— REQUIRED TASK A —
Please duplicate the tallow article from "In the soap" to "oleic and palmitic.".
— REQUIRED TASK B —
Render this sentence from the tallow article in Spanish: "Tallow is a rendered form of beef or mutton fat, primarily made up of triglycerides."
— REQUIRED TASK C —
Extend the article on tallow onward from its final sentence.

— DOCUMENT PASSAGE —
┌──

Tallow is a rendered form of beef or mutton fat, primarily made up of triglycerides.

In industry, tallow is not strictly defined as beef or mutton fat. In this context, tallow is animal fat that conforms to certain technical criteria, including its melting point. Commercial tallow commonly contains fat derived from other animals, such as lard from pigs, or even from plant sources.
 The adjacent diagram shows the chemical structure of a typical triglyceride molecule.

The solid material remaining after rendering is called cracklings, greaves, or graves. It has been used mostly for animal food, such as dog food.

In the soap industry and among soap-making hobbyists, the name tallowate is used informally to refer to soaps made from tallow.  Sodium tallowate, for example, is obtained by reacting tallow with sodium hydroxide (lye, caustic soda) or sodium carbonate (washing soda).  It consists chiefly of a variable mixture of sodium salts of fatty acids, such as oleic and palmitic.

Composition

The composition of the fatty acids is typically as follows:
Saturated fatty acids:
Palmitic acid (C16:0): 26%
Stearic acid (C18:0): 14%
Myristic acid (C14:0): 3%
Monounsaturated fatty acids:
Oleic acid (C18-1, ω-9): 47%
Palmitoleic acid (C16:1): 3%
Polyunsaturated fatty acids:
Linoleic acid: 3%
Linolenic acid: 1%

Uses

Tallow is used mainly in producing soap and animal feed.

└──

— GIVEN RECORDS —
┌──

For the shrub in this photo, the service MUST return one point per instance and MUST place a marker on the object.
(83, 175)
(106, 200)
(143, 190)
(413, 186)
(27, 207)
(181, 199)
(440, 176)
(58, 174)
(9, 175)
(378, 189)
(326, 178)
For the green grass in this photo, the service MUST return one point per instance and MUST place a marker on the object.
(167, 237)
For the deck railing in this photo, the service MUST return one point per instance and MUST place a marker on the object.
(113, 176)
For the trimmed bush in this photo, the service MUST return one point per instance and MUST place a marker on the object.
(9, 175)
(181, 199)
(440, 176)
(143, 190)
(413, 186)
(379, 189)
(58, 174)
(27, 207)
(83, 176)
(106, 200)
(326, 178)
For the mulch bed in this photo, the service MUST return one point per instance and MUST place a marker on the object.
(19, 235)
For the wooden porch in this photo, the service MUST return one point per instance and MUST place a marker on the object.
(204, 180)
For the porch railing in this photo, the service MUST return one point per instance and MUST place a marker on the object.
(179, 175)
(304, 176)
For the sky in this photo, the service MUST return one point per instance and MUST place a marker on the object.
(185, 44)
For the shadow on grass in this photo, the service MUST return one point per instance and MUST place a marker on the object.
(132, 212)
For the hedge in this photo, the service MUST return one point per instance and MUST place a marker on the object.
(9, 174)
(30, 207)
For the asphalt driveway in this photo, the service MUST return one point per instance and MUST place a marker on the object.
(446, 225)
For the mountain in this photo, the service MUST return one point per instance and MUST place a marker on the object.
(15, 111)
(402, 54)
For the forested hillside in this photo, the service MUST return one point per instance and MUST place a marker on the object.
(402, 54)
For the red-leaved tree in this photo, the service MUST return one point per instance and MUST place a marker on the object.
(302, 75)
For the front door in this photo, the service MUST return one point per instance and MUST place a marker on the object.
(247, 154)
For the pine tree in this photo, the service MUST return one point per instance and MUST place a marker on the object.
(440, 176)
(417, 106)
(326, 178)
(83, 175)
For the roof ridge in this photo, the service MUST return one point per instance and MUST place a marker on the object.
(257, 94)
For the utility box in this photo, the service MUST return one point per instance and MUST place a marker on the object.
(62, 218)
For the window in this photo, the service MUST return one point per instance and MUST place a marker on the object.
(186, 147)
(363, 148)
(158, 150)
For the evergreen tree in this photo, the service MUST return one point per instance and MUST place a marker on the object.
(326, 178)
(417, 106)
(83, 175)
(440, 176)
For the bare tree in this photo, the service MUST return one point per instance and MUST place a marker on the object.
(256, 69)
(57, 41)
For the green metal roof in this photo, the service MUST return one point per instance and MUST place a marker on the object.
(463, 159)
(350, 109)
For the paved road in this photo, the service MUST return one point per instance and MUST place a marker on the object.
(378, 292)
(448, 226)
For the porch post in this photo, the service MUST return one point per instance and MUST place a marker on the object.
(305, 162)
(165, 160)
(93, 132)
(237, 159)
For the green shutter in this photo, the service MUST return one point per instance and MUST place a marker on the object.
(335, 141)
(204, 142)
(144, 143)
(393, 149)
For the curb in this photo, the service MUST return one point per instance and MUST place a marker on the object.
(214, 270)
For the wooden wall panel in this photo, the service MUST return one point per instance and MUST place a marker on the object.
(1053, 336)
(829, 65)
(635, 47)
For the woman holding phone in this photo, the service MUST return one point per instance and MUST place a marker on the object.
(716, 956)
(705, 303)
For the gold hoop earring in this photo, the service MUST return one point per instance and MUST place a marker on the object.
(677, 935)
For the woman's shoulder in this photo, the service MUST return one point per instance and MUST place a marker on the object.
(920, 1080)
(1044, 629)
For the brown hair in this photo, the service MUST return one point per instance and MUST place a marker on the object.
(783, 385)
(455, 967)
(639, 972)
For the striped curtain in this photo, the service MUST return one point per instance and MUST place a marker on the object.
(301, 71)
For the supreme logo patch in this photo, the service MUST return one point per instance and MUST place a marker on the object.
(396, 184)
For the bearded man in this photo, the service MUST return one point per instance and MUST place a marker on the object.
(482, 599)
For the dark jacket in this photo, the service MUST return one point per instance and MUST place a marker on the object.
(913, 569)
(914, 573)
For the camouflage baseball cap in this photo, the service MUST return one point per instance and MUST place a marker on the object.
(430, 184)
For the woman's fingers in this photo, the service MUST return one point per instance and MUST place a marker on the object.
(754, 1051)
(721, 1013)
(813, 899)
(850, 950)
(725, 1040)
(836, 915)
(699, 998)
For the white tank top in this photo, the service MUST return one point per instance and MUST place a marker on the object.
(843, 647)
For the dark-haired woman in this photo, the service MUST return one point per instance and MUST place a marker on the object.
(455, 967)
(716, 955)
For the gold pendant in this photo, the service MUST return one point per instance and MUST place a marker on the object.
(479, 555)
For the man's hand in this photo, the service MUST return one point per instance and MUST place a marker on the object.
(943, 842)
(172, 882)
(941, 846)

└──

— EXERCISE RESULT A —
In the soap industry and among soap-making hobbyists, the name tallowate is used informally to refer to soaps made from tallow.  Sodium tallowate, for example, is obtained by reacting tallow with sodium hydroxide (lye, caustic soda) or sodium carbonate (washing soda).  It consists chiefly of a variable mixture of sodium salts of fatty acids, such as oleic and palmitic.

— EXERCISE RESULT B —
El sebo es una forma fundida de grasa de vacuno o de carnero, compuesta principalmente por triglicéridos.

— EXERCISE RESULT C —
Food
A significant use of tallow is for the production of shortening. It is also one of the main ingredients of the Native American food pemmican. With a smoke point of , tallow is traditionally used in deep frying and was preferred for this use until the rise in popularity of plant oils for frying. Before switching to pure vegetable oil in 1990, McDonald's cooked its French fries in a mixture of 93% beef tallow and 7% cottonseed oil. According to a 1985 article in The New York Times, tallow was also used for frying at Burger King, Wendy's, Hardee's, Arby's, Dairy Queen, Popeyes, and Bob's Big Boy. Tallow is, however, making a comeback in certain nutrition circles. See also roux.

Greaves

Greaves (also graves) or cracklings is the fibrous matter remaining from rendering, typically pressed into cakes and used for animal feed, especially for dogs and hogs, or as fish bait. In the past, it has been both favored and shunned in dog food.

Fuel

Biodiesel
Tallow can be used for the production of biodiesel in much the same way as oils from plants are currently used.

Aviation fuel
The United States Air Force has experimented successfully with the use of beef tallow in aviation biofuels. During five days of flight testing from August 23 to 27, 2010, at Edwards Air Force Base, California, a U.S. Air Force C-17 Globemaster III flew using JP-8 conventional jet fuel in three of its engines and a 50/50 blend of JP-8 and HRJ biofuel made from beef tallow in one engine on August 23, followed by a flight with the same 50/50 blend in all four engines on August 24. On August 27, it flew using a blend of 50% JP-8, 25% HRJ, and 25% coal-based fuel made through the Fischer–Tropsch process, becoming the first United States Department of Defense aircraft to fly on such a blend and the first aircraft to operate from Edwards using a fuel derived from beef tallow.

Printing
Tallow also has a use in printmaking, where it is combined with bitumen and applied to metal print plates to provide a resistance to acid etching.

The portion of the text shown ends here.